» **REQUIREMENT**: In the rows below, switch each occurrence of "Locate" to "Find", and leave every other part of the rows unchanged.

» **EXERCISE MATERIAL**:
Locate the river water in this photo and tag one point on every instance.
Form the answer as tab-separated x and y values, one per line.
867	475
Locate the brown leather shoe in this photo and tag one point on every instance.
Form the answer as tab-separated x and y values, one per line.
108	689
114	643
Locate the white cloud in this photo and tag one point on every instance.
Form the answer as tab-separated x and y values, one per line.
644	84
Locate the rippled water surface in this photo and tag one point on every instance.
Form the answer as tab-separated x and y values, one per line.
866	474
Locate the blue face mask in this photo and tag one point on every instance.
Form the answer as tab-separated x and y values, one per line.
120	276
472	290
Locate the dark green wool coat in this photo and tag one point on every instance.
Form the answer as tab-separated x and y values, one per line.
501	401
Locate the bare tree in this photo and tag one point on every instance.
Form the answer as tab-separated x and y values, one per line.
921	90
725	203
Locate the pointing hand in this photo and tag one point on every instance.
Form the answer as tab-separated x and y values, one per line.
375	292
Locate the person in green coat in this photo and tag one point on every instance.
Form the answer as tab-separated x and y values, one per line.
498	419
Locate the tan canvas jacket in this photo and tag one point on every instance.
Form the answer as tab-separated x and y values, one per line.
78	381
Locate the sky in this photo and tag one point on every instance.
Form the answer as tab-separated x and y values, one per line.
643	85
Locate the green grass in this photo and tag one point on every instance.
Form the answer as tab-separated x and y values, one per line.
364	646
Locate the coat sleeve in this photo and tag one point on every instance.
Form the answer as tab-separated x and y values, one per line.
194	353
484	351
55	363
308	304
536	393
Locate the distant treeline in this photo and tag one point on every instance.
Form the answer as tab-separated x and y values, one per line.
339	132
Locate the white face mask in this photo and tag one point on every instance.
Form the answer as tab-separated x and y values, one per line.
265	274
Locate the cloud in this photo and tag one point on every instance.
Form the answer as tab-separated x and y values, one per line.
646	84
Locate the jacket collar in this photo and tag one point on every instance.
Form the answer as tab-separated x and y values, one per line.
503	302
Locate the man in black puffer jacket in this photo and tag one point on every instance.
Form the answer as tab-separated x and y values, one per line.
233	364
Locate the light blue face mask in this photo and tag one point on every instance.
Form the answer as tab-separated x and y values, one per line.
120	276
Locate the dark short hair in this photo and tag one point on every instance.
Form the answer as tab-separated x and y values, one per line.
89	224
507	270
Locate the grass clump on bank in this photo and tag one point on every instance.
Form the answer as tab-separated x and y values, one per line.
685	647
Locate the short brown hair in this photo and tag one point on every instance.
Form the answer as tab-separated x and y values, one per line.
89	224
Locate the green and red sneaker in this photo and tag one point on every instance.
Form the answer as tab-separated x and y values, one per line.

» **OUTPUT BELOW**:
Find the river water in this photo and tag one point on every instance.
Form the answer as tab-separated x and y values, one per line.
867	475
Find the brown leather shoe in this photo and tag one point on every instance.
Form the answer as tab-separated x and y values, one per line.
108	689
114	643
Find the white cloud in this photo and tag one point on every instance.
Form the answer as tab-separated x and y values, one per line.
644	84
Find the rippled water surface in this photo and tag one point on every instance.
Form the answer as tab-separated x and y values, one per line.
866	474
Find the blue face mask in this photo and tag one point on every instance.
Form the answer as tab-separated x and y values, one per line.
120	276
472	290
Find the dark green wool coat in this photo and tag one point on every instance.
Form the answer as tab-separated x and y values, one per line.
501	401
Find the bare tree in this photo and tag one point on every instance.
Form the answer as tab-separated x and y values, one per line.
921	90
725	203
Find the pointing hand in this photo and tag one point on every instance.
Form the answer as tab-separated x and y values, one per line.
375	292
Find the person in green coat in this photo and tag one point on every instance.
Form the answer as tab-separated x and y values, one per line.
498	419
Find the tan canvas jacket in this photo and tag one point on every instance.
Form the answer as tab-separated x and y values, one per line.
78	381
Find the sky in this photo and tag one point on every instance.
Form the answer as tab-separated x and y values, one per line.
643	85
Find the green grass in this photo and tag one point on every instance.
Form the answer as tab-separated x and y values, one per line.
364	646
Find the coat sleeve in this photo and tag one point on every instance.
Form the answer as tab-separated x and y values, one per line.
194	353
484	351
55	363
308	304
536	393
Find the distant treeline in this photo and tag one point on every instance.
Form the answer as tab-separated x and y values, one per line.
339	132
Find the white face mask in this photo and tag one point on every instance.
Form the answer as tab-separated x and y values, one per line.
265	274
Find the cloud in this photo and tag one point on every instance.
Form the answer as tab-separated x and y values, one per line.
646	84
Find the jacket collar in this photo and tag one point on every instance.
Form the answer as tab-separated x and y values, one per line.
503	302
Find the man in black puffer jacket in this photo and tag one point on every instance.
Form the answer as tab-separated x and y values, one per line.
233	364
Find the light blue face mask in this photo and tag one point on every instance.
Form the answer as tab-separated x and y values, one per line.
120	276
Find the dark short hair in this photo and tag one point on every instance.
Form the answer as tab-separated x and y values, one per line.
89	224
507	270
Find the grass clump on bank in this photo and tag one point on every instance.
Form the answer as tab-separated x and y values, one per line.
685	647
Find the short brown hair in this photo and tag one point on every instance.
Form the answer as tab-separated x and y values, one per line.
89	224
Find the green and red sneaker in this photo and tag one point on every instance.
Form the answer as tab-separated x and y values, one per line.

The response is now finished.